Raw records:
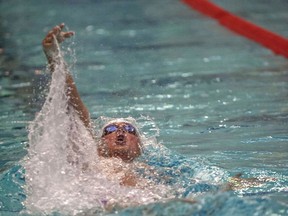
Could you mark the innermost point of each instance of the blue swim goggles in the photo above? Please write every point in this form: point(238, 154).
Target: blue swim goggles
point(114, 127)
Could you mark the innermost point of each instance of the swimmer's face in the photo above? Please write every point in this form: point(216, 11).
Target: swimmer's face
point(120, 140)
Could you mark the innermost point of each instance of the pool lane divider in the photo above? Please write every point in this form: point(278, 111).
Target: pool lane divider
point(268, 39)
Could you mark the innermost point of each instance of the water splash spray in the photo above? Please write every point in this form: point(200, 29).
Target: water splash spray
point(63, 171)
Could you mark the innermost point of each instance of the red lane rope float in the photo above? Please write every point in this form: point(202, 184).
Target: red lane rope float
point(270, 40)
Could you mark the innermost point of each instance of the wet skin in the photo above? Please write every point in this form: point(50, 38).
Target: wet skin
point(120, 144)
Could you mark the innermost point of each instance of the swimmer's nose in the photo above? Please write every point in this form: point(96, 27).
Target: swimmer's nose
point(120, 131)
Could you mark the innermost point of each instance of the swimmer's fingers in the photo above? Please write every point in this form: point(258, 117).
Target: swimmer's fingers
point(57, 33)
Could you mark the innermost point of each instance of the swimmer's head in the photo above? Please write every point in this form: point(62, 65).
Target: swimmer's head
point(121, 139)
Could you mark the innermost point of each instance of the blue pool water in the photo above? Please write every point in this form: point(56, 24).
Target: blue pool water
point(216, 102)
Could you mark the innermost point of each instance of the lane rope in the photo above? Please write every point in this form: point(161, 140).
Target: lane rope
point(277, 43)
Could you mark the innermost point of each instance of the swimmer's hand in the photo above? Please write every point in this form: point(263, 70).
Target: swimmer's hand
point(238, 183)
point(51, 42)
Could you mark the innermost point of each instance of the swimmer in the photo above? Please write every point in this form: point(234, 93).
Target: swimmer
point(120, 138)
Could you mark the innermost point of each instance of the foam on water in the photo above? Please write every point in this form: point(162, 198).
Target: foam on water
point(63, 171)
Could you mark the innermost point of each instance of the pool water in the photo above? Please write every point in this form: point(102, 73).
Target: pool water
point(216, 102)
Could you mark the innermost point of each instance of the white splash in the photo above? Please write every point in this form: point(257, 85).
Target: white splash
point(63, 171)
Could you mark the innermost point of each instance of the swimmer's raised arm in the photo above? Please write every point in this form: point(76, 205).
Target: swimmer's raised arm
point(51, 49)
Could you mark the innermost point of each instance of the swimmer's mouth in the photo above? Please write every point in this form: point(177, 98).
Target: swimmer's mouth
point(120, 140)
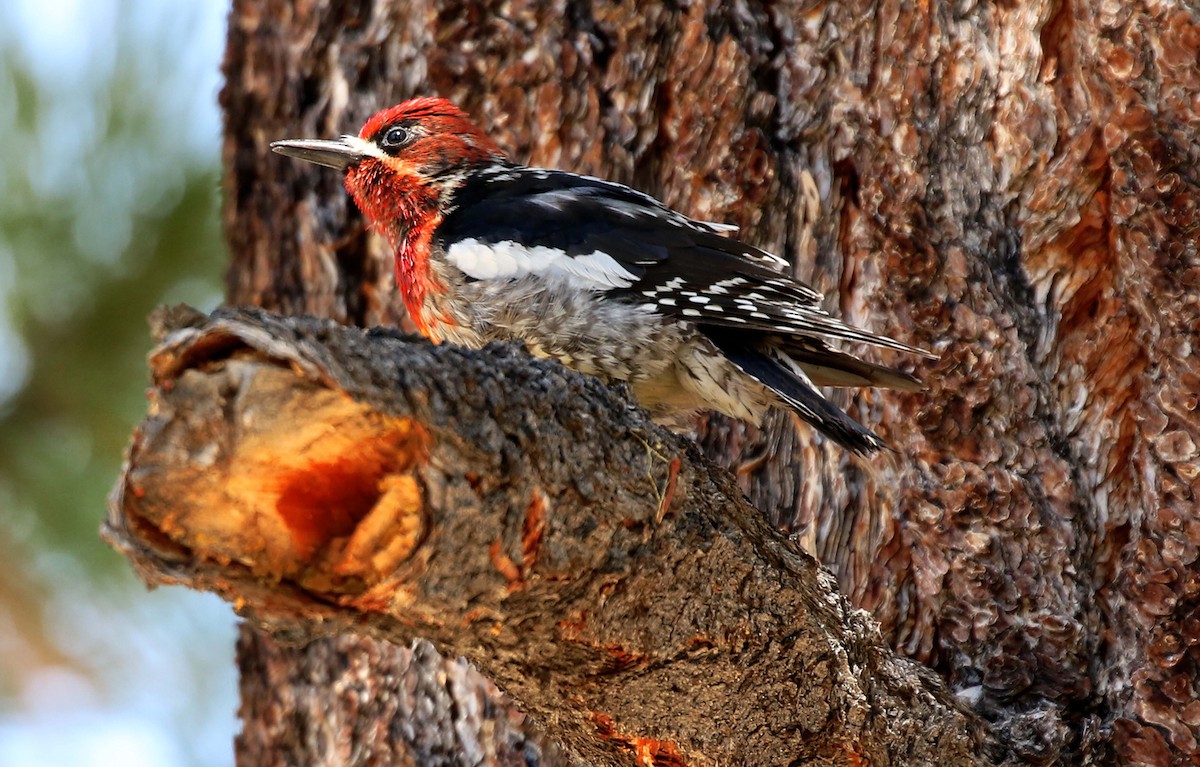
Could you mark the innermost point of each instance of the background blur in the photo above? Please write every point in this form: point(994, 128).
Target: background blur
point(109, 141)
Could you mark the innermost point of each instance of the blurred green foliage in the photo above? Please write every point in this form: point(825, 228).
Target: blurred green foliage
point(109, 205)
point(106, 210)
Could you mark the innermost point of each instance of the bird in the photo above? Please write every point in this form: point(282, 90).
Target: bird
point(597, 275)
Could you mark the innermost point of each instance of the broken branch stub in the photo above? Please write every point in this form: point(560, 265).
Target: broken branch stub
point(323, 478)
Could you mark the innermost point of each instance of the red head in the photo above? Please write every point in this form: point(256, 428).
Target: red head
point(400, 168)
point(402, 161)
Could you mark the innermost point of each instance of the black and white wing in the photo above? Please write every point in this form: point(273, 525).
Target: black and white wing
point(511, 221)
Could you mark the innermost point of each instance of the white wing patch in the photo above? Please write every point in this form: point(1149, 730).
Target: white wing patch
point(509, 261)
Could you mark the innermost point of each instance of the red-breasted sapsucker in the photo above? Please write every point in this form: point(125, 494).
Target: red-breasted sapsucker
point(601, 277)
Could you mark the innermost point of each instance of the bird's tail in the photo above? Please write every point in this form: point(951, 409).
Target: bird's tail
point(775, 370)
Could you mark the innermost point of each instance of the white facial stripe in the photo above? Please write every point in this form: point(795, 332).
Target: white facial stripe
point(508, 261)
point(364, 148)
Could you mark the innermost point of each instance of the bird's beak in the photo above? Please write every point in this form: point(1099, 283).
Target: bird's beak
point(339, 155)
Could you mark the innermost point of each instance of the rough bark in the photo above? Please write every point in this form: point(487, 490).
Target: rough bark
point(526, 517)
point(1009, 184)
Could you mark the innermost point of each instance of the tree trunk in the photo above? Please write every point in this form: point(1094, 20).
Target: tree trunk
point(1011, 185)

* DESCRIPTION OF THE TASK *
Convert every line of the listing into a JSON list of strings, one string per line, leaving out blank lines and the pictures.

* OUTPUT BELOW *
[
  "Could you mark the innermost point of each instance of the blue swim goggles in the photo above? Please write every point in this form: point(238, 154).",
  "Target: blue swim goggles",
  "point(114, 127)",
  "Could you mark the innermost point of each instance of the swimmer's face in the photo above? Please write every point in this form: point(216, 11).",
  "Target: swimmer's face",
  "point(120, 140)",
  "Could you mark the innermost point of each instance of the pool lane divider in the photo above? Please write every point in this form: point(278, 111).",
  "Target: pool lane divider",
  "point(268, 39)",
  "Could you mark the innermost point of each instance of the water splash spray in the photo above? Please write every point in this form: point(200, 29).",
  "Target: water splash spray",
  "point(63, 171)",
  "Could you mark the innermost point of each instance of the red lane rope float in the photo above? Please write every point in this form: point(202, 184).",
  "Target: red lane rope float",
  "point(270, 40)",
  "Could you mark the innermost point of each instance of the wet skin in the photo above? Please write every point in this form: point(50, 38).",
  "Target: wet skin",
  "point(120, 144)",
  "Could you mark the innermost point of each instance of the swimmer's nose in the photo above? Please write every point in this form: point(96, 27).",
  "Target: swimmer's nose",
  "point(120, 131)",
  "Could you mark the innermost point of each instance of the swimmer's fingers in the photo above? Please write every point in this form: point(258, 117).",
  "Target: swimmer's fingers",
  "point(57, 33)",
  "Could you mark the innermost point of each instance of the swimmer's head in the photo above? Please write every point in this form: point(62, 65).",
  "Target: swimmer's head",
  "point(121, 139)",
  "Could you mark the innermost point of each instance of the blue pool water in the photo above? Please write every point in this form: point(56, 24).",
  "Target: blue pool water",
  "point(216, 102)",
  "Could you mark the innermost point of each instance of the lane rope in the photo above? Please write every point in this form: point(161, 140).",
  "Target: lane rope",
  "point(277, 43)",
  "Could you mark the innermost point of each instance of the swimmer's hand in the photo above? Please write every point in this form: point(263, 70).",
  "Target: swimmer's hand",
  "point(238, 183)",
  "point(51, 42)",
  "Could you mark the innermost point of each instance of the swimmer in the photo above? Please write every point in this form: point(234, 93).",
  "Target: swimmer",
  "point(120, 138)",
  "Could you mark the innermost point of each instance of the foam on water in the photo above? Please write every point in this form: point(162, 198).",
  "Target: foam on water",
  "point(63, 171)",
  "Could you mark the innermost point of each instance of the pool water in the photo above? Please write every point in this form: point(102, 73).",
  "Target: pool water",
  "point(216, 102)",
  "Could you mark the innermost point of each instance of the white splash in the photo above? Please write every point in this form: point(257, 85).",
  "Target: white splash",
  "point(63, 171)",
  "Could you mark the innermost point of each instance of the swimmer's raised arm in the photo above? Please write every point in this form: point(76, 205).",
  "Target: swimmer's raised arm",
  "point(51, 49)",
  "Could you mark the innermost point of each instance of the swimmer's mouth in the photo above? Please write every point in this form: point(177, 98).",
  "Target: swimmer's mouth",
  "point(120, 140)",
  "Could you mark the innermost point of each instance of the background blur in the photo above? Please write every point in this form: point(994, 128).",
  "Target: background blur",
  "point(109, 141)",
  "Could you mark the innermost point of each instance of the blurred green foliage in the photo above? Please write every point in this form: point(825, 228).",
  "Target: blurred green foliage",
  "point(109, 205)",
  "point(106, 210)",
  "Could you mark the innermost point of each instance of the bird in the photo above? Please write every point in this form: point(282, 90).",
  "Target: bird",
  "point(597, 275)",
  "Could you mark the innermost point of each instance of the broken branch stub in the photo above? Please write every point in this form: point(560, 265).",
  "Target: broken branch stub",
  "point(323, 478)",
  "Could you mark the innermost point of each instance of the red head in the photo above? Please write every point in this form: point(256, 428).",
  "Target: red head",
  "point(400, 168)",
  "point(402, 161)",
  "Could you mark the innermost point of each instance of the black and white wing in the photo above? Please write every point in this form: point(273, 525).",
  "Target: black and white wing",
  "point(511, 221)",
  "Could you mark the innermost point of each instance of the white wing patch in the photo above? Please write every point in this form: point(1149, 730).",
  "Target: white wing patch",
  "point(509, 261)",
  "Could you mark the innermost point of each instance of the red-breasted sapsucker in the photo above? Please write every point in this form: point(125, 494).",
  "Target: red-breasted sapsucker",
  "point(601, 277)",
  "Could you mark the innermost point of each instance of the bird's tail in the photo above? Please write every point in this form: point(951, 409).",
  "Target: bird's tail",
  "point(775, 370)",
  "Could you mark the innermost point of each instance of the white facial stripe in the photo above? Please write every point in this form: point(795, 332).",
  "Target: white facial stripe",
  "point(508, 261)",
  "point(364, 148)",
  "Could you mark the innermost point of each instance of the bird's beak in the photo above? Please write every point in this form: point(1099, 283).",
  "Target: bird's beak",
  "point(339, 155)",
  "Could you mark the innermost point of each instance of the rough bark in the photo above? Please write every point in this form: point(487, 490).",
  "Target: rough bark",
  "point(526, 517)",
  "point(1009, 184)",
  "Could you mark the innermost point of each instance of the tree trunk in the photo above? Please write every point in this form: point(1094, 20).",
  "Target: tree trunk",
  "point(1011, 185)"
]